Provided data >>
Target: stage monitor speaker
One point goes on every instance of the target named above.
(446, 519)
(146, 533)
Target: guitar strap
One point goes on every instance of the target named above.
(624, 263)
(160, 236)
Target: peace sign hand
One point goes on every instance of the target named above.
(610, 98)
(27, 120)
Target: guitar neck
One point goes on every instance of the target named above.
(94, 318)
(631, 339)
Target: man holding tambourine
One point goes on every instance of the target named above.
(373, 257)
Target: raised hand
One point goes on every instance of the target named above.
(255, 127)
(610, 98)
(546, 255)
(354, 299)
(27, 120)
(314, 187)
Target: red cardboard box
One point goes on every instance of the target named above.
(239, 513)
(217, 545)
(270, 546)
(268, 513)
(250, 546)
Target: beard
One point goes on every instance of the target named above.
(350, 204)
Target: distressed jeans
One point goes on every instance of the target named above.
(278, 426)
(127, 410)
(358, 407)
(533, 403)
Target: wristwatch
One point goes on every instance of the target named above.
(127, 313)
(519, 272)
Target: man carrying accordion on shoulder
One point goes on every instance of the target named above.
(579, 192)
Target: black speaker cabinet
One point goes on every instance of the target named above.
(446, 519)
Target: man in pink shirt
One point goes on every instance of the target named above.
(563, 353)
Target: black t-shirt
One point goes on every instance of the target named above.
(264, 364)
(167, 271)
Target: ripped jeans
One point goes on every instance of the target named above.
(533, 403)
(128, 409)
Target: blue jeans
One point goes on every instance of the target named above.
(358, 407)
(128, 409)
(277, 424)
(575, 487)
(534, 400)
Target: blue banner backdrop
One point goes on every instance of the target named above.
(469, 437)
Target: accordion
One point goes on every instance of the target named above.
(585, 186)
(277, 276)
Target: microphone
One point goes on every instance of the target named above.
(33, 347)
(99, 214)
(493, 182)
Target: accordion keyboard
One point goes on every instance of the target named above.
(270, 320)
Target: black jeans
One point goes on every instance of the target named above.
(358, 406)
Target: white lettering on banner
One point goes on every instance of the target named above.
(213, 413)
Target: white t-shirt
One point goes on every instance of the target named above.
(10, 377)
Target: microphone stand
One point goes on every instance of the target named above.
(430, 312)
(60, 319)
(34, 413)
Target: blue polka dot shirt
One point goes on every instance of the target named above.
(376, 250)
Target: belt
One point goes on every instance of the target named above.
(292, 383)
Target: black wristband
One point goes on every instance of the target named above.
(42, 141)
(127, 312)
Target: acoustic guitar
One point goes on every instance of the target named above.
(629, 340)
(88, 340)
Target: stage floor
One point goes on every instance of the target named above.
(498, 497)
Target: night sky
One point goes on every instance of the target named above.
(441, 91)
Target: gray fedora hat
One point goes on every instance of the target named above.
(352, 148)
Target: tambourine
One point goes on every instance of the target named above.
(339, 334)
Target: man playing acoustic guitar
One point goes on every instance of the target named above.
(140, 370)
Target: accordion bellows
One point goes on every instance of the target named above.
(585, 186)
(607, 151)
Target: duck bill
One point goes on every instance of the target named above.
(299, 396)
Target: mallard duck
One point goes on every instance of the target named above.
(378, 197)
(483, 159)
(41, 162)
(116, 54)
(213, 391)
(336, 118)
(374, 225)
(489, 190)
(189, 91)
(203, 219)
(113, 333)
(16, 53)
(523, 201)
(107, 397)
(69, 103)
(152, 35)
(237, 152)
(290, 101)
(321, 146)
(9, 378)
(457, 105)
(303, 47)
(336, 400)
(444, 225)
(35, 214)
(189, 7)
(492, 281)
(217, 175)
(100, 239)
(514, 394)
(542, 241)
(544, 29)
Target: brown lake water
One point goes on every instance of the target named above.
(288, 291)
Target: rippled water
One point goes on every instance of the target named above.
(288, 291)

Aim of the exercise >>
Convert the lines above into a numbered list, leaving out any blank lines.

Solution to this exercise >>
1. Target: stage monitor speaker
2. One point goes on every instance of the target named above.
3. (446, 519)
4. (146, 533)
5. Target: guitar strap
6. One point goes on every instance of the target named above.
7. (624, 263)
8. (160, 236)
9. Target: peace sign hand
10. One point goes on every instance of the target named above.
11. (610, 98)
12. (27, 120)
13. Target: guitar neck
14. One point goes on every instance of the target named above.
15. (94, 318)
16. (631, 339)
17. Target: man holding tambourine
18. One point goes on every instance of the target named above.
19. (373, 257)
20. Target: raised hand
21. One point goes on every instance of the target named above.
22. (255, 127)
23. (610, 98)
24. (546, 255)
25. (354, 299)
26. (27, 120)
27. (314, 187)
28. Target: red cardboard box
29. One point goes on every instance of the target named above.
30. (239, 513)
31. (217, 545)
32. (270, 546)
33. (268, 513)
34. (250, 546)
35. Target: beard
36. One point goes on every instance of the target named above.
37. (350, 204)
38. Target: distressed jeans
39. One point goes on every instance of the target named above.
40. (278, 426)
41. (127, 410)
42. (358, 407)
43. (533, 403)
44. Target: wristwatch
45. One point goes on every instance of the target named above.
46. (127, 313)
47. (519, 272)
48. Target: man carrying accordion on shoulder
49. One point goes on every instance of the target named above.
50. (579, 192)
51. Target: black speaker cabinet
52. One point goes on every instance of the target named above.
53. (446, 519)
54. Target: man in pink shirt
55. One point goes on every instance of the target named above.
56. (563, 353)
57. Target: black t-shirt
58. One point goes on every instance of the target named above.
59. (264, 364)
60. (167, 271)
61. Target: ripped jeans
62. One point goes on every instance of the target named above.
63. (533, 403)
64. (128, 409)
65. Target: blue jeans
66. One point goes on every instance of the target named above.
67. (358, 407)
68. (128, 409)
69. (277, 424)
70. (575, 487)
71. (534, 400)
72. Target: blue banner backdrop
73. One point goes on every instance of the target named above.
74. (469, 437)
75. Target: accordion
76. One point goes on every instance of the target named above.
77. (585, 186)
78. (277, 276)
79. Target: microphone
80. One point goes on every instance of the target named above.
81. (33, 347)
82. (99, 214)
83. (493, 182)
84. Target: accordion keyboard
85. One point goes on every instance of the target named above.
86. (270, 320)
87. Target: black jeans
88. One point goes on every instance of the target named above.
89. (358, 406)
90. Target: white lettering on banner
91. One point goes on every instance of the target named above.
92. (213, 413)
93. Target: white t-shirt
94. One point goes on every instance of the target named above.
95. (10, 377)
96. Target: microphone stand
97. One point goes on every instance of the target named above.
98. (430, 312)
99. (60, 319)
100. (34, 413)
101. Target: blue polka dot shirt
102. One point goes on every instance of the target named above.
103. (376, 250)
104. Target: belt
105. One point goes on every instance of the target named above.
106. (292, 383)
107. Target: black wristband
108. One point goes on every instance of the target named above.
109. (42, 141)
110. (127, 312)
111. Target: acoustic guitar
112. One point goes on every instance of the target named above.
113. (629, 340)
114. (88, 340)
115. Target: stage floor
116. One point goes on every instance of the target named above.
117. (498, 497)
118. Target: night sky
119. One point goes on every instance of the target named above.
120. (441, 91)
121. Target: gray fedora hat
122. One point goes on every instance of the target named above.
123. (352, 148)
124. Target: tambourine
125. One point goes on every instance of the target named above.
126. (339, 334)
127. Target: man playing acoustic guitar
128. One point goes on every instance of the target named above.
129. (140, 370)
130. Target: accordion bellows
131. One point goes on every instance of the target named above.
132. (585, 186)
133. (607, 151)
134. Target: duck bill
135. One point goes on every instance of the target named above.
136. (299, 396)
137. Target: mallard duck
138. One point goes on every instance of the target named above.
139. (378, 197)
140. (483, 159)
141. (41, 162)
142. (116, 54)
143. (213, 391)
144. (336, 118)
145. (374, 225)
146. (489, 190)
147. (189, 91)
148. (203, 219)
149. (113, 333)
150. (16, 53)
151. (523, 201)
152. (107, 397)
153. (69, 103)
154. (152, 35)
155. (237, 152)
156. (290, 101)
157. (321, 146)
158. (9, 378)
159. (457, 105)
160. (303, 47)
161. (336, 400)
162. (444, 225)
163. (35, 214)
164. (189, 7)
165. (492, 281)
166. (217, 175)
167. (100, 239)
168. (514, 394)
169. (542, 241)
170. (544, 29)
171. Target: brown lake water
172. One point goes on every instance of the target named above.
173. (288, 291)
174. Target: rippled water
175. One point goes on every instance of the target named above.
176. (288, 291)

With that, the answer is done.